### THE DATA:
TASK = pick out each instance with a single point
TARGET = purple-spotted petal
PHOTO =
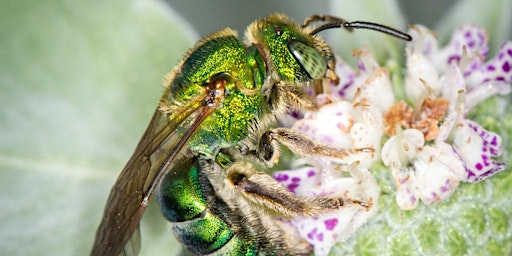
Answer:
(348, 83)
(419, 68)
(477, 147)
(432, 177)
(496, 71)
(324, 231)
(401, 149)
(300, 181)
(330, 125)
(467, 48)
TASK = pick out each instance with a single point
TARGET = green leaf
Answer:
(381, 46)
(79, 81)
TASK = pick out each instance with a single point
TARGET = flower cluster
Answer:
(430, 145)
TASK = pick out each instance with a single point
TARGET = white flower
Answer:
(432, 146)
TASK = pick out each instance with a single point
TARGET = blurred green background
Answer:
(79, 81)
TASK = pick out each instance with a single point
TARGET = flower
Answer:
(431, 145)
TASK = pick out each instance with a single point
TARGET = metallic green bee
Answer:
(215, 128)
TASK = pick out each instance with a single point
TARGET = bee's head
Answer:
(294, 54)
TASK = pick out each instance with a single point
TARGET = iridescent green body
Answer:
(214, 131)
(204, 223)
(221, 52)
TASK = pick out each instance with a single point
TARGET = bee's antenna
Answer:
(335, 22)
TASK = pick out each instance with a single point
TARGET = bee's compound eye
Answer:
(278, 31)
(309, 58)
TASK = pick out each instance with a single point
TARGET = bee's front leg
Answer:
(263, 192)
(298, 143)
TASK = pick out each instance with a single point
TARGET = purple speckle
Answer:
(292, 187)
(327, 139)
(312, 233)
(455, 58)
(320, 237)
(330, 224)
(281, 177)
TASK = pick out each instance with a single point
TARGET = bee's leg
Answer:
(264, 192)
(268, 148)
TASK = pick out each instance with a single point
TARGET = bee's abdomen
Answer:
(200, 220)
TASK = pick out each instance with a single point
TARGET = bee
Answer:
(214, 132)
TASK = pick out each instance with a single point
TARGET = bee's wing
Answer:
(153, 156)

### INSTRUCTIONS TO FOLLOW:
Set out every record exactly, images excluded.

### ANSWER BOX:
TASK = pick out each instance with a single point
TARGET = purple-spotted petal
PHOTO =
Answer:
(348, 83)
(419, 68)
(477, 147)
(432, 177)
(496, 71)
(324, 231)
(401, 149)
(300, 181)
(330, 125)
(467, 48)
TASK = pick out each instance with a single point
TARGET = green leaf
Answer:
(381, 46)
(79, 81)
TASK = pick out each instance with a single point
TARGET = flower cluster
Answer:
(430, 145)
TASK = pick out each instance with a single point
TARGET = white flower
Answer:
(432, 146)
TASK = pick out each instance with a single point
TARGET = blurred green background
Answer:
(79, 81)
TASK = pick out each instance with a single point
TARGET = flower
Answer:
(431, 145)
TASK = pick out each instance with a single point
TARGET = metallic green bee
Answer:
(215, 128)
TASK = pick out each instance with a single point
TARGET = bee's head
Answer:
(294, 54)
TASK = pick out each instance with a single point
TARGET = iridescent green body
Answer:
(214, 131)
(204, 223)
(221, 52)
TASK = pick out each instance with a single point
TARGET = bee's antenna
Answer:
(335, 22)
TASK = pick out each instance with a single point
TARGET = bee's compound eye
Answer:
(278, 31)
(309, 58)
TASK = pick out each instance with a single point
TARGET = bee's front leg
Answer:
(263, 192)
(298, 143)
TASK = pick out each instance with a single point
TARGET = purple speckle
Answer:
(292, 187)
(327, 139)
(312, 233)
(455, 58)
(320, 237)
(330, 224)
(281, 177)
TASK = pick out each instance with a single point
TARGET = bee's leg
Answer:
(264, 192)
(268, 148)
TASK = pick out each instance with a single point
TARGET = bee's abdomen
Answer:
(200, 220)
TASK = pick out each instance with a single point
TARGET = bee
Answer:
(214, 132)
TASK = pick out each instance with a single point
TARGET = bee's wing
Answer:
(153, 156)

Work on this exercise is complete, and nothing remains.